>>>>

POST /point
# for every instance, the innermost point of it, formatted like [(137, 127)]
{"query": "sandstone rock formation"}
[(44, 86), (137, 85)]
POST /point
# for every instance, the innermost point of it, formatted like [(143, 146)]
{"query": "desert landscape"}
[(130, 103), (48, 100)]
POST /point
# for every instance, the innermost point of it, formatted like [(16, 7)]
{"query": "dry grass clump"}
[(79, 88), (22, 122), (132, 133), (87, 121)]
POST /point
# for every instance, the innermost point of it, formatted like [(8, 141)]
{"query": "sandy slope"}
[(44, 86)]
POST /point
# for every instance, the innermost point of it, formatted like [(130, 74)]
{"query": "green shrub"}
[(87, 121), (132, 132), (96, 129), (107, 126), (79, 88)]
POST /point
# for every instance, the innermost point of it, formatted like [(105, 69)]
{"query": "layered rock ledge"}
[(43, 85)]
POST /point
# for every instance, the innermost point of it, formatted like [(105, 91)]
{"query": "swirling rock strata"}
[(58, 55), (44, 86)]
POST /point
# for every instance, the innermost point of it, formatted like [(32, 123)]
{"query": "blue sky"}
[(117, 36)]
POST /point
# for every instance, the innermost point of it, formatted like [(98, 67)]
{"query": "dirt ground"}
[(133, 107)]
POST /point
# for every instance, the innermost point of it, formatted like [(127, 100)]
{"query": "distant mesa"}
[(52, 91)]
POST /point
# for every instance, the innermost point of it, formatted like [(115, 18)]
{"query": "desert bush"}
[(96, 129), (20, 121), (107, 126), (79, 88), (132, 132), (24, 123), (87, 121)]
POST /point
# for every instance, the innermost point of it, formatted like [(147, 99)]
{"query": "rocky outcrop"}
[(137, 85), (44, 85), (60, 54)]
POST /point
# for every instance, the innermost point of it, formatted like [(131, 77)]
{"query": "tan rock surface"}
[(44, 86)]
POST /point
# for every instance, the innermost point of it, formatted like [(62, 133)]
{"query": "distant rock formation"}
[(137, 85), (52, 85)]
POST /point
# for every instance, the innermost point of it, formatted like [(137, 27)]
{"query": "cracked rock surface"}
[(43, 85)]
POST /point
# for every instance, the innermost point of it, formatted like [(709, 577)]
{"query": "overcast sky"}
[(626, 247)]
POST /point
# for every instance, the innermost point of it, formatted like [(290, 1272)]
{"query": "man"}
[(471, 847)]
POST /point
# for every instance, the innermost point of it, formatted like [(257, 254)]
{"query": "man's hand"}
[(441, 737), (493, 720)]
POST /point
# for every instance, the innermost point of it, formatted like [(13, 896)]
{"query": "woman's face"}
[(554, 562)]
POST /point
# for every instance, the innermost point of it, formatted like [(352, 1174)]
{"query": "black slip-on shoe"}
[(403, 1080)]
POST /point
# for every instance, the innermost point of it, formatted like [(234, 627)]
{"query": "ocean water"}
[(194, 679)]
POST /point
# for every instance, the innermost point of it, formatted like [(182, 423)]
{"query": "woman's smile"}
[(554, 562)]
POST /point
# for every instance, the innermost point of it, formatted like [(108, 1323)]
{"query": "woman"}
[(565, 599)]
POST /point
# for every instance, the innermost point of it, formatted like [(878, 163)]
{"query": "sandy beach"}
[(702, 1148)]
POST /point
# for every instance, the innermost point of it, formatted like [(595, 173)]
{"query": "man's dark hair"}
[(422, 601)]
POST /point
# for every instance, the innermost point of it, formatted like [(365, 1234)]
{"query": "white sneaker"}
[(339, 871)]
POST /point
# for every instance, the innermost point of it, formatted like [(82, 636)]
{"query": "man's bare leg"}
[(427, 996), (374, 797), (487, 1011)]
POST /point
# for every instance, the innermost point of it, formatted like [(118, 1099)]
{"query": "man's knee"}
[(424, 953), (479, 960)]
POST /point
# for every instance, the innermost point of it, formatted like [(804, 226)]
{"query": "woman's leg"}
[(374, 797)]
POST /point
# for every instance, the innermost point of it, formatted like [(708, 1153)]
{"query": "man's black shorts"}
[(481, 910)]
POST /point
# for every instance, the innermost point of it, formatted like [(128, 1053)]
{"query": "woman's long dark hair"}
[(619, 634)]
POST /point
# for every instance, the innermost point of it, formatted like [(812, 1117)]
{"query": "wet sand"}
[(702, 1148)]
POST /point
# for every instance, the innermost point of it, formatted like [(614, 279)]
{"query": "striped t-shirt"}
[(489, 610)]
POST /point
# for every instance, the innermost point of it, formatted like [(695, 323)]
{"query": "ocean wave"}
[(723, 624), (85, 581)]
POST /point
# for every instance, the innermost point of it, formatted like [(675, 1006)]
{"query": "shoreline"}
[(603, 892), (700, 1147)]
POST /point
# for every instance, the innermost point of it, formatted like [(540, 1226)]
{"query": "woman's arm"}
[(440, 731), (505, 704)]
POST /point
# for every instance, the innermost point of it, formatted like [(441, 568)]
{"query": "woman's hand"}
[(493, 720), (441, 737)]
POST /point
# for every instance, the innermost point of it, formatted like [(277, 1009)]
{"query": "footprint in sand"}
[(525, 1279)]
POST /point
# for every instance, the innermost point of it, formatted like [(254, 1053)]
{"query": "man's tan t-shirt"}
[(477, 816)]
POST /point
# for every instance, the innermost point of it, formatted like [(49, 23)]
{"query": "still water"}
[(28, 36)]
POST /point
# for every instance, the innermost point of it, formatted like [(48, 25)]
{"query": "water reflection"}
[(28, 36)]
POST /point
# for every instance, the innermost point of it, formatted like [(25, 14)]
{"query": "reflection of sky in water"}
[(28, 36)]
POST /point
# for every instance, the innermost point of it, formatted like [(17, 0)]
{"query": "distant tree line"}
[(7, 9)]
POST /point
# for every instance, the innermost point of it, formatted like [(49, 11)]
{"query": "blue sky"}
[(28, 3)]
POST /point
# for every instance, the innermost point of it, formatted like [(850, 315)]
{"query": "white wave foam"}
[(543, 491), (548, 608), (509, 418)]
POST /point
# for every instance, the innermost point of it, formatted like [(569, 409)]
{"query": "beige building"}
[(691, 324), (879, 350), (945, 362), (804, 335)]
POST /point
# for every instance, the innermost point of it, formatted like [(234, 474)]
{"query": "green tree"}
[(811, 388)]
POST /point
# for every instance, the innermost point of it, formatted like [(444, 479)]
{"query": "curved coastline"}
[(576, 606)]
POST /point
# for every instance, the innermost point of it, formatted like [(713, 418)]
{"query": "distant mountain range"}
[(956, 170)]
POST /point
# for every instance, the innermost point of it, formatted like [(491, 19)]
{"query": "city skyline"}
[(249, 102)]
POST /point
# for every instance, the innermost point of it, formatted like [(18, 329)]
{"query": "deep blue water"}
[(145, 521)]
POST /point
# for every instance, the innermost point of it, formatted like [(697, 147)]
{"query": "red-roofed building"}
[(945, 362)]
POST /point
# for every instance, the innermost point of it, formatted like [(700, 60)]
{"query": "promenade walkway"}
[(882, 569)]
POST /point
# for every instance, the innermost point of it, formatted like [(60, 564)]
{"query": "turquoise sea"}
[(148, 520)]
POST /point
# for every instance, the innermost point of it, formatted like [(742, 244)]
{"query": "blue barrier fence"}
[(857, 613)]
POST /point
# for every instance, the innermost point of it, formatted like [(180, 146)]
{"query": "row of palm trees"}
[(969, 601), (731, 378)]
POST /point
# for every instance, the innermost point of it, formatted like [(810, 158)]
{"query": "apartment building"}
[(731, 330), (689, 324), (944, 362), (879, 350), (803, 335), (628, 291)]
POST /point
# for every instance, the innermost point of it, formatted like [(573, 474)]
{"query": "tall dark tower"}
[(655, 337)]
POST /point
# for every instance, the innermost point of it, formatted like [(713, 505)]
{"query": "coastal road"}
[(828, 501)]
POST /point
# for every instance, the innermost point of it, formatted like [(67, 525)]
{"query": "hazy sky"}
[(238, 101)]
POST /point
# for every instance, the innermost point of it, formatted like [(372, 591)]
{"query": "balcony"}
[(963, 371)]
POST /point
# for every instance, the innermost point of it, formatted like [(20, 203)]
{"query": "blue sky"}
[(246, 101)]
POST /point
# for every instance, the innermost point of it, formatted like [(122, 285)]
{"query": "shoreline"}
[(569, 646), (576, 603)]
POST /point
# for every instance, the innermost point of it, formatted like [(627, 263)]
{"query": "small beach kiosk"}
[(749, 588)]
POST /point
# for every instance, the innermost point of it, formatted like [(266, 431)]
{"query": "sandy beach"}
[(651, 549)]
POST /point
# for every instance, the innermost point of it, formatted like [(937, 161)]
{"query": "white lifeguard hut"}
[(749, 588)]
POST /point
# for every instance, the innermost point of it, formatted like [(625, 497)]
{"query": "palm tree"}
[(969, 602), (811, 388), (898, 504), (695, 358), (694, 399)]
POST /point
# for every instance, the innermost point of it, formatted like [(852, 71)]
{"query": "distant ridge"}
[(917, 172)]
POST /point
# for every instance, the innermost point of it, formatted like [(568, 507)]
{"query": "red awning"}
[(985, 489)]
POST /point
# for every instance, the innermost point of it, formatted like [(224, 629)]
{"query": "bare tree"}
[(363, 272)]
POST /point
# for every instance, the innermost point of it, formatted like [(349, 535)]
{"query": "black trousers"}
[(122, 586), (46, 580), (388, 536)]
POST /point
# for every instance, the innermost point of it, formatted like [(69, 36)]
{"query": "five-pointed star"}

<<<<

→ **BRIEF**:
Begin at the line that has "like [(444, 479)]" in the entries above; stop after the line that has "like [(18, 329)]". Transcribe exactly those lines and no others.

→ **YOUR RESPONSE**:
# for every instance, the innermost point of it, formatted like [(444, 479)]
{"query": "curved coastline"}
[(576, 606)]
POST /point
# for every instance, the innermost point of it, formatted like [(713, 418)]
{"query": "distant mountain range"}
[(956, 170)]
POST /point
# for every instance, the innermost point of it, formatted like [(491, 19)]
{"query": "city skyline"}
[(249, 102)]
POST /point
# for every instance, the innermost point of it, formatted like [(18, 329)]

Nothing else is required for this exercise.